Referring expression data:

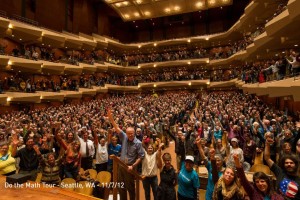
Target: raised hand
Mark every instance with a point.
(198, 142)
(36, 148)
(236, 157)
(15, 139)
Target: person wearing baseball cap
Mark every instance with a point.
(188, 180)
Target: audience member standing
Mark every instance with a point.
(132, 154)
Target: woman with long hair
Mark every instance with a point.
(168, 180)
(214, 168)
(7, 162)
(262, 185)
(150, 165)
(188, 180)
(71, 158)
(228, 186)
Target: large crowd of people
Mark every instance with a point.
(284, 65)
(224, 131)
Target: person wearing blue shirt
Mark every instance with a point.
(132, 154)
(188, 180)
(214, 168)
(113, 149)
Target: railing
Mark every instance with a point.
(25, 20)
(117, 162)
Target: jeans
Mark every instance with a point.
(147, 182)
(70, 171)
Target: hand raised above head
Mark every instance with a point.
(212, 152)
(36, 147)
(235, 156)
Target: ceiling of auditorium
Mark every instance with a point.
(131, 10)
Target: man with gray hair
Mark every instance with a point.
(132, 154)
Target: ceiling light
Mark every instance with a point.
(199, 4)
(212, 2)
(176, 8)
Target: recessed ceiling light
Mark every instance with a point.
(199, 4)
(176, 8)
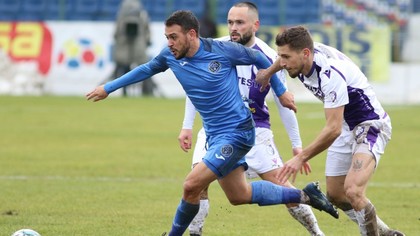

* [Action item]: Restate every record above word for word, without images.

* [Finished task]:
Target: raised hand
Mark every instance with a point.
(198, 142)
(36, 148)
(236, 157)
(15, 139)
Target: person wearing baseball cap
Mark every instance with a point.
(188, 180)
Target: audience member standing
Mark every instance with a point.
(132, 154)
Target: woman with long hair
Mark every instance with a point.
(168, 180)
(214, 168)
(7, 162)
(262, 185)
(150, 165)
(188, 180)
(71, 158)
(228, 186)
Target: large crowd of people
Mark every instance with a point.
(284, 65)
(224, 131)
Target: person wearing blue shirt
Mark every instance with a point.
(132, 154)
(188, 180)
(214, 168)
(113, 149)
Target: railing
Mark every instance with a point.
(25, 20)
(117, 162)
Target: jeans
Mark every instance with a point.
(147, 182)
(70, 171)
Target: hand raised above head
Mark every instance with a point.
(212, 152)
(36, 147)
(235, 156)
Target: ceiling of auditorium
Mark every instance with a point.
(131, 10)
Target: man with gray hair
Mark every instance with a point.
(132, 154)
Target: ceiling light
Mark every instance with a point.
(199, 4)
(212, 2)
(176, 8)
Target: recessed ceiling light
Mark every instance with a point.
(199, 4)
(176, 8)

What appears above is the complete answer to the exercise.